### WORK TO DO
Change "whereabouts" to "location" throughout the material from the line containing "Looking at the following" through the line containing "[52,0,223,76]", and give those lines back with nothing else altered.

### Region labeling records
********

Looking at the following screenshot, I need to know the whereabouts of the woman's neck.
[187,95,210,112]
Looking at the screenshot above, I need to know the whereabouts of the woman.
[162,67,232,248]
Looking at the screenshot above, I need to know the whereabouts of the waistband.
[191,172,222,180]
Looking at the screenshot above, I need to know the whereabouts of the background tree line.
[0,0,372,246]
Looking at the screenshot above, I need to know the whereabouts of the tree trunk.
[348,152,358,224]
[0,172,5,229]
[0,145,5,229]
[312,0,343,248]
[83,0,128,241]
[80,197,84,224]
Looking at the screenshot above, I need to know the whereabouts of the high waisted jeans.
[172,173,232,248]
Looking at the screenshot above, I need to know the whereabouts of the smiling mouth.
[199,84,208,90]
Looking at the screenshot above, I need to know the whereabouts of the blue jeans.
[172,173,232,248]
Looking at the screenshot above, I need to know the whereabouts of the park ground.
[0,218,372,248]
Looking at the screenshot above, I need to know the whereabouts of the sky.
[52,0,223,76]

********

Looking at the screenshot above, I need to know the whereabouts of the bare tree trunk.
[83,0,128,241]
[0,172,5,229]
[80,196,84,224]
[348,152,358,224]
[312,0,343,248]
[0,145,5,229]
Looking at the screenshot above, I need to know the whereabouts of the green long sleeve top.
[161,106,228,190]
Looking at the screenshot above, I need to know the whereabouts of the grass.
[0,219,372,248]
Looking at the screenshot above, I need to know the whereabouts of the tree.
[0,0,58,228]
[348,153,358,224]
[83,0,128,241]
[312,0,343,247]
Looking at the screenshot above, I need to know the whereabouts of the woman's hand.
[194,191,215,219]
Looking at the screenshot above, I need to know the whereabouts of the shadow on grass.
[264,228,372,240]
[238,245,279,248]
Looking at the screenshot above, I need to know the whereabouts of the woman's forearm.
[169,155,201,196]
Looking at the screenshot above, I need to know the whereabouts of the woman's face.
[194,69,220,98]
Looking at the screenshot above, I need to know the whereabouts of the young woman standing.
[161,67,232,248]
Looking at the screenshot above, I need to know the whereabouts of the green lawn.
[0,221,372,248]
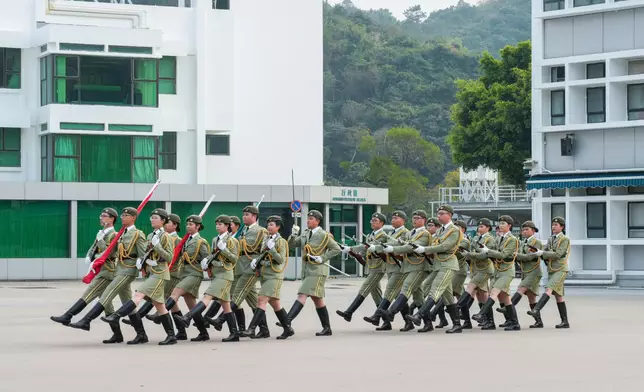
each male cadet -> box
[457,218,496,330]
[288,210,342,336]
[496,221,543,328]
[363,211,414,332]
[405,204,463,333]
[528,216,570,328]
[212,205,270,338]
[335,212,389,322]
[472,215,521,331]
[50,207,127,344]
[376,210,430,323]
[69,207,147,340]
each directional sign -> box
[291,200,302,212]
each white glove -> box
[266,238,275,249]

********

### ANSWER TO THE TASK
Looking at the following screenshot, I need to know the location of the woman's neck.
[187,95,210,112]
Looking at the screenshot above, I need to know the location of the woman.
[162,67,232,248]
Looking at the screenshot above, I need to know the location of the waistband.
[191,172,222,180]
Looking at the screenshot above, I need to know the location of the background tree line.
[0,0,372,246]
Looking at the screenshot above, I need to know the location of the tree trunk.
[348,152,358,224]
[0,172,5,229]
[0,145,5,229]
[312,0,343,248]
[83,0,128,241]
[80,197,84,224]
Looking at the screenshot above, I need to know the location of the high waisted jeans.
[172,173,232,248]
Looking at the screenshot above, I need to know the location of the smiling mouth.
[199,84,208,90]
Looking at the screenshot above, I need to know the location of the blue jeans.
[172,173,232,248]
Looking at the screenshot above, I need to know the location of the park ground.
[0,218,372,248]
Looking at the screenshot above, I need to know the location of the sky.
[52,0,223,76]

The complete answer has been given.